**Task to carry out**
Which lines below include the string "find"? Please show each one.

**The records**
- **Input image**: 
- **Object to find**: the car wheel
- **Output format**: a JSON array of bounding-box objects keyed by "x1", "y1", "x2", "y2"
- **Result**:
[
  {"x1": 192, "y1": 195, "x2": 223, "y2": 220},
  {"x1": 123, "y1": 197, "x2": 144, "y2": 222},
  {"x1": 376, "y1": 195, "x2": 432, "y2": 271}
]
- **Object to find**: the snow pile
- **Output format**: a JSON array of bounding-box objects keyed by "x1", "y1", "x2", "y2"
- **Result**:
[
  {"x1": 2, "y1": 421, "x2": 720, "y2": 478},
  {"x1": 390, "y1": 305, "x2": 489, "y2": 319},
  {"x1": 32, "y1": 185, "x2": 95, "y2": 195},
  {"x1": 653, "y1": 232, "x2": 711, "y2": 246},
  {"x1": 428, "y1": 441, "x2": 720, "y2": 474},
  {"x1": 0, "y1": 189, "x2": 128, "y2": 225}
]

**Your response**
- **Object to find**: the car wheel
- **Object to find**: the snow pile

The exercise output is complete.